• _Required task_:
For each statement below, say yes or no depending on whether the Absolute Power text agrees with it, and quote the deciding words from that text. (a) The book was made into a film starring Clint Eastwood. (b) Luther Whitney got caught twice. (c) The murder of the billionaire's wife is blamed on the billionaire.

• _Text provided_:
|---|

Absolute Power is a 1996 book by David Baldacci. It was made into a 1997 film starring Clint Eastwood.

Plot summary
An experienced burglar, Luther Whitney, breaks into a billionaire's house with the intent of robbing it. While there, he witnesses the President of the United States and the billionaire's wife having sex. However, their lovemaking turns violent and Secret Service agents burst in and kill the woman, which Whitney also sees.  The reason Whitney was able to witness the murder was because he was behind a large one-way mirror that was a secret door into a large closet where the billionaire would sit and watch when his wife had sex with another man.  Whitney escapes, but not before the Secret Service learns of his presence; they blame the wife's murder on Whitney. Whitney goes on the run from the President's agents while a detective tries to piece together the crime.

Characters

Luther Whitney
Whitney is a professional burglar who got caught three times. He personally witnessed the incident mentioned in the Plot Summary and ran for his life but later came back and endeavored to bring the real criminal to justice.

Kate Whitney
Kate is Luther's only daughter. Luther had been in jail during Kate's childhood which led to Kate being harsh on criminals, especially thieves and burglars. The police later used Kate to get to Luther which changed her outlook on her father and her own life.

|---|

• _Data_:
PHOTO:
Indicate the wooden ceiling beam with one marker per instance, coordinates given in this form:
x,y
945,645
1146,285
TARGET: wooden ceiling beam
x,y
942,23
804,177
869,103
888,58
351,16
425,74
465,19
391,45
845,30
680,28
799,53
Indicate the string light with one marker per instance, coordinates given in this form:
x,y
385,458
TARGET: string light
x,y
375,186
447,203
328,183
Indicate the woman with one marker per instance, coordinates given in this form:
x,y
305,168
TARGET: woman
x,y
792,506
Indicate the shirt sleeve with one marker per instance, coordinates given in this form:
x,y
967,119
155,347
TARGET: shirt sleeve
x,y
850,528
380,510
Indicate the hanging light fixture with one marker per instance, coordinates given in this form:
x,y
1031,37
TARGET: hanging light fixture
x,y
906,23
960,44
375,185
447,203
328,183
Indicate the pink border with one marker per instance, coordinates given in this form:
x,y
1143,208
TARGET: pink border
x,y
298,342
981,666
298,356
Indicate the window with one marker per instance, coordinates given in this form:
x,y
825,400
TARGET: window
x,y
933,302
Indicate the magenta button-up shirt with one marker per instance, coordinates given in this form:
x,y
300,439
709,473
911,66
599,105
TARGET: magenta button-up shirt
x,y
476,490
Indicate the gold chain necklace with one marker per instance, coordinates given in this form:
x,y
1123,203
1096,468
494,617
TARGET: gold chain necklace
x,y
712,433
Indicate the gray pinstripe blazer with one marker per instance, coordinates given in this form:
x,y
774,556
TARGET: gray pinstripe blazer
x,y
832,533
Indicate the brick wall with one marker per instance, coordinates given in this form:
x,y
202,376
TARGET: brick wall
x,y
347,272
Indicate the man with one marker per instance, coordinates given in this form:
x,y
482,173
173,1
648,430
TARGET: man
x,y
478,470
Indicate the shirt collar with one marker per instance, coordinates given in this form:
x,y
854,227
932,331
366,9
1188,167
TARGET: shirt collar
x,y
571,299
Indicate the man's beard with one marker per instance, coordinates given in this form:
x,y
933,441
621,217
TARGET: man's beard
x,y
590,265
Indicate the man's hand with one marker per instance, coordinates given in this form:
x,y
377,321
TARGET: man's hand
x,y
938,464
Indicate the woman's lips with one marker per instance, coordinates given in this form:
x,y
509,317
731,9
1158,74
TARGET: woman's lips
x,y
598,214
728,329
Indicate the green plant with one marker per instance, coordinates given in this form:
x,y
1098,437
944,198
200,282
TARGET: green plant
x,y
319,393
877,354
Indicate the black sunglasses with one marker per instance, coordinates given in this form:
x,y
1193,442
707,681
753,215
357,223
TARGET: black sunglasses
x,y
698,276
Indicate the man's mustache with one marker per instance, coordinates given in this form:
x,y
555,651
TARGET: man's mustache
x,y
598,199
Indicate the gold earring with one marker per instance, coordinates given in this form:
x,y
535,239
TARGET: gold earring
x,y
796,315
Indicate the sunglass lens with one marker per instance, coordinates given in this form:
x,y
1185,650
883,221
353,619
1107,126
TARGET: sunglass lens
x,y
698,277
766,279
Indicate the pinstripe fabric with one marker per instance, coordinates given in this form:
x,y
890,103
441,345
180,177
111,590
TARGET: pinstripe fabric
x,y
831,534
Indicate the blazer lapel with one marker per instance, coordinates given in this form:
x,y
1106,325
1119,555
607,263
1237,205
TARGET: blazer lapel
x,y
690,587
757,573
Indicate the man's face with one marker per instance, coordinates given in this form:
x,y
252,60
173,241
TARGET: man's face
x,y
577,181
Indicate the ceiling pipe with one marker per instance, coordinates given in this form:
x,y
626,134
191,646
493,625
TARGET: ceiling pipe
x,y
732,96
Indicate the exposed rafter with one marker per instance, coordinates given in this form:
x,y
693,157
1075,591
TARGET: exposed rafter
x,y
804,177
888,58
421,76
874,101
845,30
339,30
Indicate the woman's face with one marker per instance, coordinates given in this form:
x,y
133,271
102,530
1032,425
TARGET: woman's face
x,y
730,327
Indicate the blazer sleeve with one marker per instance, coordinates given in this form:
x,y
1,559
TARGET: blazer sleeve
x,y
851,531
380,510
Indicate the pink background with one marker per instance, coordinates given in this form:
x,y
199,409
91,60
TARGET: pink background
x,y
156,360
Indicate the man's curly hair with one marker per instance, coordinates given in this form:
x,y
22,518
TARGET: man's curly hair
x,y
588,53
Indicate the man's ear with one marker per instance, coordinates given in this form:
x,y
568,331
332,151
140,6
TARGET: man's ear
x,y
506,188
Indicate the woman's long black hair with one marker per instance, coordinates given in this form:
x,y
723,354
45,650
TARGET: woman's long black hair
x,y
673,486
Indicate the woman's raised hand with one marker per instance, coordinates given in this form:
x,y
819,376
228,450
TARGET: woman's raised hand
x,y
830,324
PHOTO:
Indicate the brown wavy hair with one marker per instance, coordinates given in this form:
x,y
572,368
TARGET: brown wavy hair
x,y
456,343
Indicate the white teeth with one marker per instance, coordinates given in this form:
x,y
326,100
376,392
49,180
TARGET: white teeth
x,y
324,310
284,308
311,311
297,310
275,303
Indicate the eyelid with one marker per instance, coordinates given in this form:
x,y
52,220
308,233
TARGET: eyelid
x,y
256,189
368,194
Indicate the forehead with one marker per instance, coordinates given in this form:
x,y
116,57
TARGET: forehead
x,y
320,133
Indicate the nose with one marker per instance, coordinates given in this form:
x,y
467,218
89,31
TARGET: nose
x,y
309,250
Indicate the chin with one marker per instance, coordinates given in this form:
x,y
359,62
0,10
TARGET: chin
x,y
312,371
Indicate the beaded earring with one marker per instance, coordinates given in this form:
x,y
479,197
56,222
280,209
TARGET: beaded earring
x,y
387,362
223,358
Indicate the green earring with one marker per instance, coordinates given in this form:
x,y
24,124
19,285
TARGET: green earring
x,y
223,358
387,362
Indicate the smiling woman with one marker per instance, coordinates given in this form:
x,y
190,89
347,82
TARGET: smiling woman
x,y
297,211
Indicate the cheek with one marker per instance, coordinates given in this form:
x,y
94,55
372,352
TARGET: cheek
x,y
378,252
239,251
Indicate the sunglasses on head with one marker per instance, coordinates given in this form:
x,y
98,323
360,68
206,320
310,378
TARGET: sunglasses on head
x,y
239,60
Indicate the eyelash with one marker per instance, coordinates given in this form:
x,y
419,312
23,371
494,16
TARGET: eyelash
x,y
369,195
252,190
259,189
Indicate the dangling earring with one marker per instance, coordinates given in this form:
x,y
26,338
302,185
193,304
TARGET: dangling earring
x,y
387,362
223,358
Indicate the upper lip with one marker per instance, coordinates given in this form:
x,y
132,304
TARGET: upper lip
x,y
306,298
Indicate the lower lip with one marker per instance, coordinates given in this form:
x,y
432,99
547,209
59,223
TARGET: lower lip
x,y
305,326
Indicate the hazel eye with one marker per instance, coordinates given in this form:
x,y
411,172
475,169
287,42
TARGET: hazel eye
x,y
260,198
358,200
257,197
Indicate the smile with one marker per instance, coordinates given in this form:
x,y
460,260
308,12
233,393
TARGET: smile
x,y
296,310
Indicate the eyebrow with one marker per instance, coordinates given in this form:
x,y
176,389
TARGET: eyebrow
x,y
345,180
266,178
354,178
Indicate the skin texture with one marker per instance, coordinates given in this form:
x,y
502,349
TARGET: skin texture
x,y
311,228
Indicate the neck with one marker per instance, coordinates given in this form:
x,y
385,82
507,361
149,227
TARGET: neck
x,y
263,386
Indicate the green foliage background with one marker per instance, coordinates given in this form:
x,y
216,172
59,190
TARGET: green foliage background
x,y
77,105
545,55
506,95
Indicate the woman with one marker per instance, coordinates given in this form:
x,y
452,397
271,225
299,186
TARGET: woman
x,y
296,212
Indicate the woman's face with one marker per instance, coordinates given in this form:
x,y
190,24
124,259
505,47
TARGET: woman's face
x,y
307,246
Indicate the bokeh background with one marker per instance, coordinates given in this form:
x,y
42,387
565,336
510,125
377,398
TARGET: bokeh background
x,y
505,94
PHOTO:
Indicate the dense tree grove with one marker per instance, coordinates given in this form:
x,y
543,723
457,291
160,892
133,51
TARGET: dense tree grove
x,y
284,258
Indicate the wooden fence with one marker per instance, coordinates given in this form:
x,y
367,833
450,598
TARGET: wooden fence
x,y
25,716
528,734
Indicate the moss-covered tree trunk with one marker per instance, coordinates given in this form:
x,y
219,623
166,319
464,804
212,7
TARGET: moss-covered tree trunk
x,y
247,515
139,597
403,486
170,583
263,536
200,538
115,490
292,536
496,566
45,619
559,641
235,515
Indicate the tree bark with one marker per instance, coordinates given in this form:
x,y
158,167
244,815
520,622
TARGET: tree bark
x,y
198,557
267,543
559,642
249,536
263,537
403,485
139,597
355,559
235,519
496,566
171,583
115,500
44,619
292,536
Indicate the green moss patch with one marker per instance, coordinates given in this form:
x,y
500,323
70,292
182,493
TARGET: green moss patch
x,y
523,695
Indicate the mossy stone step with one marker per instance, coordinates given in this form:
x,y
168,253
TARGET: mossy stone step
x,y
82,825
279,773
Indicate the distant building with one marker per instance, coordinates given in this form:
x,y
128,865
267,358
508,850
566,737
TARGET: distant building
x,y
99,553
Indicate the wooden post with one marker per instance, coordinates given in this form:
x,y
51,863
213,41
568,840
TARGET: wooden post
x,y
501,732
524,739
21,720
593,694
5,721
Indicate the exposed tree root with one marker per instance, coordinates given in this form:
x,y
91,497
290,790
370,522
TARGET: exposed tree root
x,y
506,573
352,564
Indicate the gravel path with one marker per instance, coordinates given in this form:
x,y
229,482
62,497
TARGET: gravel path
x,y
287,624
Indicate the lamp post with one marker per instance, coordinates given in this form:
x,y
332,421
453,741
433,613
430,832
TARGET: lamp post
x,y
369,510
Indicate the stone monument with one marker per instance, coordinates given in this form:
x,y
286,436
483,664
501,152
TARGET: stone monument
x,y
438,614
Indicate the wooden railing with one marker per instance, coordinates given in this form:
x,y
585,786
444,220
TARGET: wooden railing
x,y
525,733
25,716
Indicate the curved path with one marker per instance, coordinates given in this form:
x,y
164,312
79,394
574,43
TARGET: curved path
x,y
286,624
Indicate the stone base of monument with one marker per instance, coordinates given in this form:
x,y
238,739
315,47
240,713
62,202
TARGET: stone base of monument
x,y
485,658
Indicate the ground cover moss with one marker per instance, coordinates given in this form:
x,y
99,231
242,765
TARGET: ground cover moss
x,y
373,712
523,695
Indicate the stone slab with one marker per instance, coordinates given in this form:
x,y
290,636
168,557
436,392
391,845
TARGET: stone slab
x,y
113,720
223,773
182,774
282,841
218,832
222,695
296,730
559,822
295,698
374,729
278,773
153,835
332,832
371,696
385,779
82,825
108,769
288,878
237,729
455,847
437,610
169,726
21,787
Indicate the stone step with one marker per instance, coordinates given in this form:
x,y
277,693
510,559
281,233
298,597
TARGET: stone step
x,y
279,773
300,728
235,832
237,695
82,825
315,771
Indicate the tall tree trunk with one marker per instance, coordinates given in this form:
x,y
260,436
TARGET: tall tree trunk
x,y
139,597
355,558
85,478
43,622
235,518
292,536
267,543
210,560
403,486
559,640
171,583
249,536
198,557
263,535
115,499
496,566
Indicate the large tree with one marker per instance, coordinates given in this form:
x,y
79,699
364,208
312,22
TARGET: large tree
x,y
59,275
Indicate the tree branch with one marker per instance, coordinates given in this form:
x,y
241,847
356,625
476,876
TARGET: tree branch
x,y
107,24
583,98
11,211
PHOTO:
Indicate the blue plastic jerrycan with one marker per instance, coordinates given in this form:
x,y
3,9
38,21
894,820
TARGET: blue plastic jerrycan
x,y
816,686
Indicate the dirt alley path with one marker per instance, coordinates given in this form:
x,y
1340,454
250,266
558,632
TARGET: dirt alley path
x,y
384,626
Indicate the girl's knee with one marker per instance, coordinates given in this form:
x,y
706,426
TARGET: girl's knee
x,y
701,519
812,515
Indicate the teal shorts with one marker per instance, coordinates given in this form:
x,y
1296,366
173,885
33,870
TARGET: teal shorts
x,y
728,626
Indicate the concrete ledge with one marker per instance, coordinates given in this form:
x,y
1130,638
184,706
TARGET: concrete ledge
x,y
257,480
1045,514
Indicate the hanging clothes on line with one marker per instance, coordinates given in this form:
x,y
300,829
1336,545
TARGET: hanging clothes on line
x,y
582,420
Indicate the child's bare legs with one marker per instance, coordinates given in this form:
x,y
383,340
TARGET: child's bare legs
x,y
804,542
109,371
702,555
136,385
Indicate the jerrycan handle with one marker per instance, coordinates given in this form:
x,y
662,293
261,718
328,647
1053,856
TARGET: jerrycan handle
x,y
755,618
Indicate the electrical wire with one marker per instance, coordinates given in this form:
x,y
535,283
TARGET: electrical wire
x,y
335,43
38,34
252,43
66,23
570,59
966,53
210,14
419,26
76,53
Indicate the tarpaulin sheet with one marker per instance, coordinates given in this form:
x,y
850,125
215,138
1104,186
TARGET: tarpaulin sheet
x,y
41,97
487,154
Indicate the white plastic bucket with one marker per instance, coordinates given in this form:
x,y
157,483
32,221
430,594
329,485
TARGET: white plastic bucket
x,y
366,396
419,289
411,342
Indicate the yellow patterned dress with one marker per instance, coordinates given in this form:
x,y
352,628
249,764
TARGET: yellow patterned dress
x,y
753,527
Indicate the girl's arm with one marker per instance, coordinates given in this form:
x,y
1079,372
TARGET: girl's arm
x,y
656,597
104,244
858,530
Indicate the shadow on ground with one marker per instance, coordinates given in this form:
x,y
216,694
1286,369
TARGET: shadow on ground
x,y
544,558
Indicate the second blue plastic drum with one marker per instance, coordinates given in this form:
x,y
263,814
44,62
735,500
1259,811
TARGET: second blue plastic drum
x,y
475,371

|---|

• _Final answer_:
(a) Yes: "It was made into a 1997 film starring Clint Eastwood."
(b) No: "Whitney is a professional burglar who got caught three times."
(c) No: "they blame the wife's murder on Whitney."